Goal of the exercise: Transcribe the entire listing exactly as it appears.

Dataset entries:

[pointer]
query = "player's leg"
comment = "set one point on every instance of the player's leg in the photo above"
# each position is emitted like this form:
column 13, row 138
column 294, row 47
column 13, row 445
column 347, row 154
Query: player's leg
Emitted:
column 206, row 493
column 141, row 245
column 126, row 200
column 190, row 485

Response area:
[pointer]
query = "player's leg"
comment = "set one point on every instance of the player's leg in the photo above"
# each position is emitted like this form:
column 13, row 138
column 294, row 47
column 13, row 445
column 347, row 154
Query: player's leg
Emitted:
column 206, row 493
column 141, row 245
column 126, row 200
column 190, row 485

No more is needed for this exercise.